_What the exercise asks_: Pick out each line of the items below that contains the word "short" and copy it in full. Uppercase and lowercase letters must match.
◇ ◇ ◇
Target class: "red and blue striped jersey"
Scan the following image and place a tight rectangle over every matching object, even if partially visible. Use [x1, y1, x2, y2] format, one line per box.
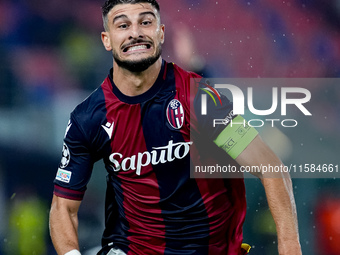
[54, 61, 246, 255]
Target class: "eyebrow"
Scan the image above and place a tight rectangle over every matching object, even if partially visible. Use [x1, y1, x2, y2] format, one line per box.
[112, 11, 156, 23]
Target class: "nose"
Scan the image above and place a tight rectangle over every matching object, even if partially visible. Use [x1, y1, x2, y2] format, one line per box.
[129, 24, 144, 40]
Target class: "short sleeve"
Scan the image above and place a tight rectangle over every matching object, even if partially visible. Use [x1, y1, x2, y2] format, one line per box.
[54, 115, 94, 200]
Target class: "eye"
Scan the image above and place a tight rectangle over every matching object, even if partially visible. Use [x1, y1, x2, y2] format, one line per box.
[141, 20, 152, 26]
[118, 23, 129, 29]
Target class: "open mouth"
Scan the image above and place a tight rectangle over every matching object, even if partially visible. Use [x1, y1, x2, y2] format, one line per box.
[123, 43, 151, 53]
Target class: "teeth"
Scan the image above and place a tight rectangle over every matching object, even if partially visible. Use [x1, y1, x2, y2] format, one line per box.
[127, 45, 147, 51]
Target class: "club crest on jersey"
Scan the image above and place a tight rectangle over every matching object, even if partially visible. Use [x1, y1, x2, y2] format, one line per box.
[166, 99, 184, 129]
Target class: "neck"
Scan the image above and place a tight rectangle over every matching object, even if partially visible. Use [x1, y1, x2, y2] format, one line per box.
[113, 57, 162, 96]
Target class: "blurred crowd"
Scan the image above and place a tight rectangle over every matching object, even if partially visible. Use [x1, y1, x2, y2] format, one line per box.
[0, 0, 340, 255]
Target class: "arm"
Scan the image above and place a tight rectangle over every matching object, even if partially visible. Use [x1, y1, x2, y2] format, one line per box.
[50, 195, 81, 255]
[236, 136, 302, 255]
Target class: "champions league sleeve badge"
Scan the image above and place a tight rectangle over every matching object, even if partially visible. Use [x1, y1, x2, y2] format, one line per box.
[166, 99, 184, 129]
[59, 143, 70, 168]
[56, 143, 72, 183]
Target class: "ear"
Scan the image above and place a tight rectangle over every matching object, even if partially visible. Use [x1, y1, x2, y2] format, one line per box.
[101, 32, 112, 51]
[161, 24, 165, 44]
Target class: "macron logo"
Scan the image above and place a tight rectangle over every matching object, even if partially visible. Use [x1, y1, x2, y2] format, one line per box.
[102, 122, 114, 139]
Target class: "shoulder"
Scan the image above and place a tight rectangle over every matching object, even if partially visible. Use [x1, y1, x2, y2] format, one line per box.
[71, 79, 107, 139]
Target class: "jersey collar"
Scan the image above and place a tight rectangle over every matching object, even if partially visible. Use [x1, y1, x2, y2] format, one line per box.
[108, 59, 167, 104]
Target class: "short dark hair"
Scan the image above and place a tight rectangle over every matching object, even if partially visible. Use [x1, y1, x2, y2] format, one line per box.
[102, 0, 160, 30]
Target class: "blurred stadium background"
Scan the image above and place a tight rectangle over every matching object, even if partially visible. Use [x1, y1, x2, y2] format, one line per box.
[0, 0, 340, 255]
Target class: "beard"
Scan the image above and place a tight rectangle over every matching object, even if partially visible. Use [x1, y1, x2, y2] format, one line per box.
[112, 44, 162, 73]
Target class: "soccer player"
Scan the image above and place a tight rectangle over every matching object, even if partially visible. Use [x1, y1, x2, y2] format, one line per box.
[50, 0, 301, 255]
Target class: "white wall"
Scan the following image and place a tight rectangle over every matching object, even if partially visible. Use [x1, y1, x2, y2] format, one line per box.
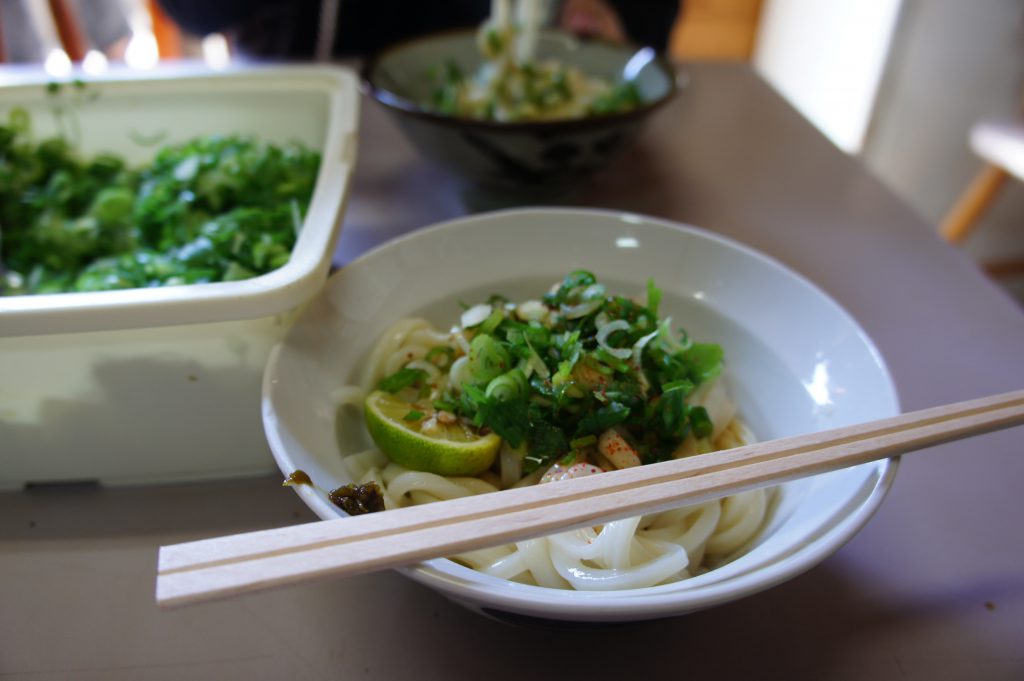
[753, 0, 901, 153]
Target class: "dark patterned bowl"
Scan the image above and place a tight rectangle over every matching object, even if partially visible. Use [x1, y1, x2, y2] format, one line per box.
[364, 31, 676, 204]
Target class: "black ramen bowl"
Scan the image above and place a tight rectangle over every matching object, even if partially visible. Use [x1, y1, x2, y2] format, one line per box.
[364, 31, 676, 204]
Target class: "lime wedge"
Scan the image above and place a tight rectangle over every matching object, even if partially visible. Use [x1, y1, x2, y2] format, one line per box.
[365, 390, 502, 475]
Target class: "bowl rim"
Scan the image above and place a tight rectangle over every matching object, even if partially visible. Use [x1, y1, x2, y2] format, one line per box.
[359, 28, 683, 133]
[262, 207, 900, 623]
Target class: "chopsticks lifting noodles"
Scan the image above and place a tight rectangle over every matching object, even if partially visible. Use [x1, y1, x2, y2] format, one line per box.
[157, 390, 1024, 606]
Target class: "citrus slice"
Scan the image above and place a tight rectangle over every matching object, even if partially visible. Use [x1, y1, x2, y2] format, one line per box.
[365, 390, 502, 475]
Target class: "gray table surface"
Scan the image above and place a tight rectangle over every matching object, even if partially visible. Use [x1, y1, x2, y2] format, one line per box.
[6, 63, 1024, 681]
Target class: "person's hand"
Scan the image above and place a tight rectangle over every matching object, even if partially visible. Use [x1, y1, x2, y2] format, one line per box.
[558, 0, 627, 43]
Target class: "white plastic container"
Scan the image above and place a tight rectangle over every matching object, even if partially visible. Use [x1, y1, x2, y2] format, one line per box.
[0, 67, 358, 488]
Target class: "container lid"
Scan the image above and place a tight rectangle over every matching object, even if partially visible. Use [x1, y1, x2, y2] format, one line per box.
[0, 66, 359, 337]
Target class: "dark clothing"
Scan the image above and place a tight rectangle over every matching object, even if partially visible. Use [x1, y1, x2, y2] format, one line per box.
[160, 0, 679, 59]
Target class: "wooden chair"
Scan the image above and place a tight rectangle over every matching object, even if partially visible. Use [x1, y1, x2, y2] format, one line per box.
[939, 117, 1024, 276]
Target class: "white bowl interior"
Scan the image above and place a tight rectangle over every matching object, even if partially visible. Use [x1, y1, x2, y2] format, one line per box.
[263, 210, 898, 620]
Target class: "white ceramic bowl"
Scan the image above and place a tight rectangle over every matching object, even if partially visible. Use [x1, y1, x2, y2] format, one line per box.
[263, 209, 899, 622]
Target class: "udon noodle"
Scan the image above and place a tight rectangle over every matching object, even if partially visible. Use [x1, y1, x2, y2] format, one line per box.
[335, 274, 773, 590]
[424, 0, 641, 122]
◇ ◇ ◇
_Response to the task_:
Target class: "short sleeve"
Target class: "short dark hair"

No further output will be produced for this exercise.